* [Page]

Stratford Festival Shakespearean Theatre

Stratford Festival Shakespearean Theatre

Named for Shakespeare’s birthplace, Stratford has grown to become Canada’s premier arts town and is always filled with theatre, music and visual arts. The preserved 19th-century architecture and acres of parks and gardens (along its own Avon River, no less) are certain to charm. Stratford has also gained a reputation for culinary creativity, showcased at some of the finest restaurants in the country. North America’s finest repertory company. It’s hard to believe that the very first performance featured Sir Alec Guinness performing in a tent on the banks of the Avon River. What followed has been over 60 years of remarkable productions and performances, with the Festival’s stages graced by an international Who’s Who of the theatre world. The Stratford Festival is, quite simply, Canada’s premier theatre arts festival. Stretching from late April until early November, the Festival invites you to immerse yourself in all things theatrical. With four stages, each season offers visitors up to eight productions a day, appealing to all styles and tastes.

Stratford Island Bridge

Stratford Island Bridge

The Stratford Island Bridge dubbed simply “the island” by most Stratford residents is actually called The Tom Patterson Island. Tom Patterson had a major role in Stratford. Patterson became a member of the ORDER OF CANADA in 1967 and was promoted to officer in 1977. He held honorary doctorates from the University of Toronto and the University of Western Ontario, and was a recipient of the Canadian Centennial Medal, the Queen Elizabeth Silver Jubilee Medal and the Order of Ontario. In 1978 the City of Stratford dedicated Tom Patterson Island in the Avon River, and in 1991 the Stratford Festival renamed its Third Stage as the Tom Patterson Theatre.

Stratford Boat House & Patio Restaurant

Stratford Boat House & Restaurant

The historic Stratford boat house has been around for a very long time and has morphed many times through the decades. Today you can rent canoes or paddleboats or go for a cruise on the Juliette that will take you from the boat house along the river drive to the Festival Theatre. The boat house now sports a very nice patio restaurant where one can get sandwiches, burgers, drinks and ice cream and sit by and enjoy the river and view. By the way, it sounds simple…but it is really oh so good. The Boat House does an over the top simple menu with little delicacies added and at an unbelievably attractive price. Quite surprising. Want a quick nibble, visit the Boat House, super friendly, super great experience!

Stratford Studio Theatre

Stratford Studio Theatre

The Studio Theatre is home to some of the most interesting, thought-provoking, and diverse productions. It is evident even from the promotional photos that the Studio Theatre offers something different. Located in downtown Stratford at 34 George Street East, the Studio Theatre opened during the 50th season celebrations in 2002. The theatre has special access seating available on the main floor just a feet away from the stage. The location also offers limited metered parking and Special Access spaces are located on George and Downie Streets at 40 cents per hour for a maximum of four hours. For Motor Coaches/Buses, please do not load/unload or park in front of the theatre. Loading zones are available on the north side of George Street.

* [Items drawn from a data source]

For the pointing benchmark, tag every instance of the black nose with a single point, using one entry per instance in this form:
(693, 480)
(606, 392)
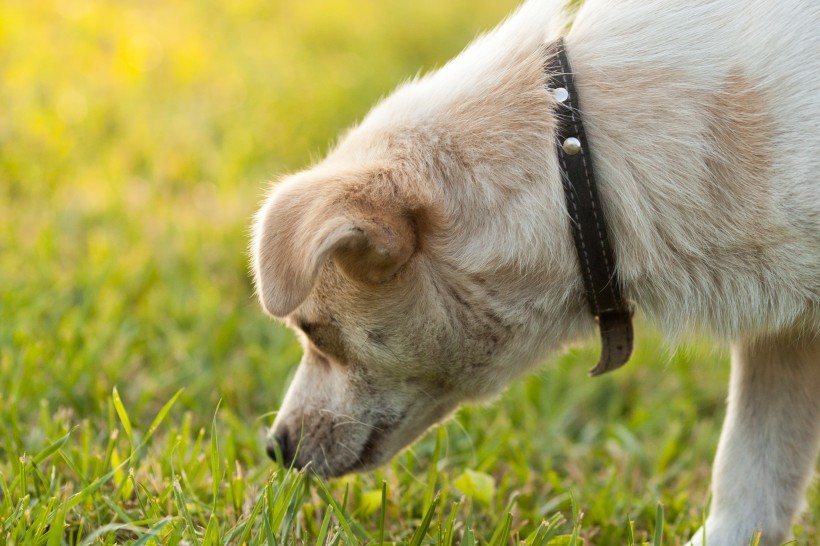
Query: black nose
(281, 440)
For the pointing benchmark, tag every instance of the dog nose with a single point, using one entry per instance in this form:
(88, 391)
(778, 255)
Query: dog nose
(281, 439)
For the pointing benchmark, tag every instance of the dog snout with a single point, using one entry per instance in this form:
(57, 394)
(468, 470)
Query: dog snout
(281, 440)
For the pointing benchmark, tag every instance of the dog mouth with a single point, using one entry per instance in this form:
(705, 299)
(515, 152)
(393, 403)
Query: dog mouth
(369, 455)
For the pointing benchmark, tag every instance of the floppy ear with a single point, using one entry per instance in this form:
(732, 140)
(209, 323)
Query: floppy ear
(306, 222)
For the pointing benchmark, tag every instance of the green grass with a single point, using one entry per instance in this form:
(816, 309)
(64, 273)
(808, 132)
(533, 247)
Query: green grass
(137, 373)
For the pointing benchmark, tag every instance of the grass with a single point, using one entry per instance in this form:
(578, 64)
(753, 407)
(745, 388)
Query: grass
(137, 374)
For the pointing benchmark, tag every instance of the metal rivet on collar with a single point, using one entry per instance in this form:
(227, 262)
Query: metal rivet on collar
(560, 94)
(571, 145)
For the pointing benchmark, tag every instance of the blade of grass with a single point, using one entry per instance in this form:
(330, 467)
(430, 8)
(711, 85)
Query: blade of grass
(657, 539)
(123, 415)
(320, 538)
(418, 536)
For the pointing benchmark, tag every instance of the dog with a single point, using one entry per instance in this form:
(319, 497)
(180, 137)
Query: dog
(429, 258)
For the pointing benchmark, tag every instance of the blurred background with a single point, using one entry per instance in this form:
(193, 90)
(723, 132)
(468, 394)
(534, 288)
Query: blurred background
(136, 142)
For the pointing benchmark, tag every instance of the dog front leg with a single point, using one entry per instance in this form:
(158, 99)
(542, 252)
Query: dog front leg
(769, 441)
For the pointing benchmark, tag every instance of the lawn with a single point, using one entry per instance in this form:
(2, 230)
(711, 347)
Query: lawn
(137, 372)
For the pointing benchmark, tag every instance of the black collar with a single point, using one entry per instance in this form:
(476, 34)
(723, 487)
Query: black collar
(589, 229)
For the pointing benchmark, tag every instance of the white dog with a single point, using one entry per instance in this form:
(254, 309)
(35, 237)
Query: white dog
(429, 258)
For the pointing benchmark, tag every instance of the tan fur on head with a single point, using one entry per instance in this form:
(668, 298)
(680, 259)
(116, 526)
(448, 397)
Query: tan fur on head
(353, 218)
(428, 259)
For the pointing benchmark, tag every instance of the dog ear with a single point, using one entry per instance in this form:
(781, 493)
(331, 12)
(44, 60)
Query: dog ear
(307, 222)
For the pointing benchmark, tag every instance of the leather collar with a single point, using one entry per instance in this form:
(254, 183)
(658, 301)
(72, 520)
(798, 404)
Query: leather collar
(589, 228)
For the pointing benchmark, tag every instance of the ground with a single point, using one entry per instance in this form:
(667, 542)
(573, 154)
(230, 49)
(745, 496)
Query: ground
(137, 372)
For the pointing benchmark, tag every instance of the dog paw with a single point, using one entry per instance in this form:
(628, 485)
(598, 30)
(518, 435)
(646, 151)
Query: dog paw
(733, 534)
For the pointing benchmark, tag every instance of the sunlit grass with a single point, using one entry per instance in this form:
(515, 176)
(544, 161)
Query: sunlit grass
(136, 140)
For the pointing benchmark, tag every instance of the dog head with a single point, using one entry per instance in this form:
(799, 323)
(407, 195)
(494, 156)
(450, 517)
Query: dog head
(419, 265)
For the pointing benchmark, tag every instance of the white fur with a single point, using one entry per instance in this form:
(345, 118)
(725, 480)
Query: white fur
(704, 123)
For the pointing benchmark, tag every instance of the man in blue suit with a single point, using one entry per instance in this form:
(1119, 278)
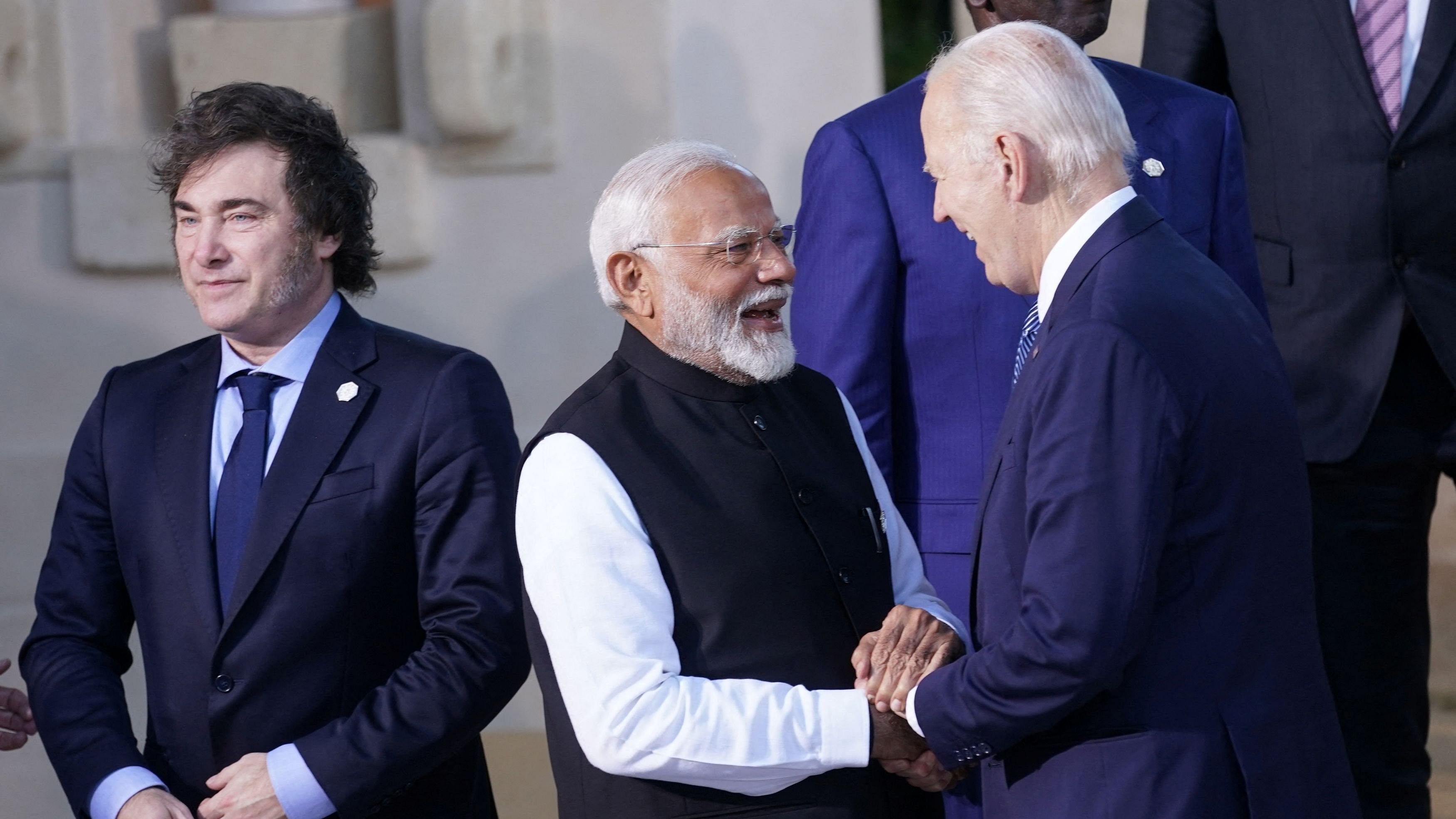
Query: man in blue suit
(1145, 642)
(894, 307)
(308, 518)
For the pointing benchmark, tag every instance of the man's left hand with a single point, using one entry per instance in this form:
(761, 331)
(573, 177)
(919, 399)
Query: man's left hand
(890, 663)
(926, 772)
(244, 792)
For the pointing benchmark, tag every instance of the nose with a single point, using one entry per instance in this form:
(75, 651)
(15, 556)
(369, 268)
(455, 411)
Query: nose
(775, 265)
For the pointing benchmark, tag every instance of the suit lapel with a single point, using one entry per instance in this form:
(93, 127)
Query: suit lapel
(318, 430)
(1436, 50)
(1340, 28)
(1132, 219)
(184, 448)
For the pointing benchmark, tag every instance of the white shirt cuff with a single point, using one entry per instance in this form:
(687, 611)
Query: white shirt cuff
(299, 793)
(915, 723)
(120, 786)
(845, 728)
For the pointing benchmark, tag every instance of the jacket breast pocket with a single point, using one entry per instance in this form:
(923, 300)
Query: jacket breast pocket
(347, 482)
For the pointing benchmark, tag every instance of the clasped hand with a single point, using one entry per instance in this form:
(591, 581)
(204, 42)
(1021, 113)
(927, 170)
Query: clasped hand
(909, 645)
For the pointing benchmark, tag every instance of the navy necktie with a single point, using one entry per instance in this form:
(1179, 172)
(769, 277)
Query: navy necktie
(242, 478)
(1028, 339)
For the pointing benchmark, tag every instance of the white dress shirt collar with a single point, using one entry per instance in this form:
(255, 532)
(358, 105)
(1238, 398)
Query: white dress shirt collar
(296, 357)
(1071, 243)
(1416, 12)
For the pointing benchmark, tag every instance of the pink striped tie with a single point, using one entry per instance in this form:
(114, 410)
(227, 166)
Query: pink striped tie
(1381, 25)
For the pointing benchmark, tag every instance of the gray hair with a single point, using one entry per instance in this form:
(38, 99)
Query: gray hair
(631, 208)
(1036, 82)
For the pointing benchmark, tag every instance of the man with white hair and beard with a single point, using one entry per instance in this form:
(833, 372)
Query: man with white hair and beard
(716, 571)
(1142, 585)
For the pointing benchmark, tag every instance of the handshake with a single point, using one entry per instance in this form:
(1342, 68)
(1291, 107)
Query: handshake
(909, 645)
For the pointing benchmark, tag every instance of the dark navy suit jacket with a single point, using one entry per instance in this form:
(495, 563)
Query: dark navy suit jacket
(1145, 610)
(896, 309)
(376, 619)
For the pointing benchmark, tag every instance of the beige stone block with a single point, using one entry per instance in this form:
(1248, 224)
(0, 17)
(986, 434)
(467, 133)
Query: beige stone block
(475, 82)
(18, 116)
(119, 220)
(401, 205)
(32, 105)
(474, 66)
(346, 59)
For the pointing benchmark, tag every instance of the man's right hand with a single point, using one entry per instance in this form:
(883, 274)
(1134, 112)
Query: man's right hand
(17, 720)
(893, 738)
(154, 804)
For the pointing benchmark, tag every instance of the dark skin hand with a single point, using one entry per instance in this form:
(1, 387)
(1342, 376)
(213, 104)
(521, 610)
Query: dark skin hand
(1084, 21)
(926, 773)
(17, 720)
(902, 751)
(909, 645)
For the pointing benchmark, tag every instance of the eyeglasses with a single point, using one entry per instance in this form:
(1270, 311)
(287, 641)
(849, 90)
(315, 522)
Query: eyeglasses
(745, 248)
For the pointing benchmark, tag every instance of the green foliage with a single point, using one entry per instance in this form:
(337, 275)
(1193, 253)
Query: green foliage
(912, 32)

* [Required actions]
a) Answer these questions using the Stratford page.
(i) In what year was Tom Patterson promoted to officer in the Order of Canada?
(ii) What is the name of the boat that cruises from the boat house to the Festival Theatre?
(iii) In what year did the Studio Theatre open?
b) Condense the Stratford page's paragraph beginning "The Stratford Island Bridge dubbed" into a list that keeps its main facts.
c) Rewrite the section of the Stratford page starting at "The Studio Theatre is" and ending at "of George Street.", putting "central" in place of "downtown".

* [Task answers]
a)
(i) 1977
(ii) The Juliette
(iii) 2002

b)
- The island, as most Stratford residents call it, is officially The Tom Patterson Island.
- Tom Patterson had a major role in Stratford.
- He became a member of the Order of Canada in 1967 and was promoted to officer in 1977.
- He held honorary doctorates from the University of Toronto and the University of Western Ontario.
- He received the Canadian Centennial Medal, the Queen Elizabeth Silver Jubilee Medal and the Order of Ontario.
- In 1978 the City of Stratford dedicated Tom Patterson Island in the Avon River.
- In 1991 the Stratford Festival renamed its Third Stage the Tom Patterson Theatre.

c)
The Studio Theatre is home to some of the most interesting, thought-provoking, and diverse productions. It is evident even from the promotional photos that the Studio Theatre offers something different. Located in central Stratford at 34 George Street East, the Studio Theatre opened during the 50th season celebrations in 2002. The theatre has special access seating available on the main floor just a feet away from the stage. The location also offers limited metered parking and Special Access spaces are located on George and Downie Streets at 40 cents per hour for a maximum of four hours. For Motor Coaches/Buses, please do not load/unload or park in front of the theatre. Loading zones are available on the north side of George Street.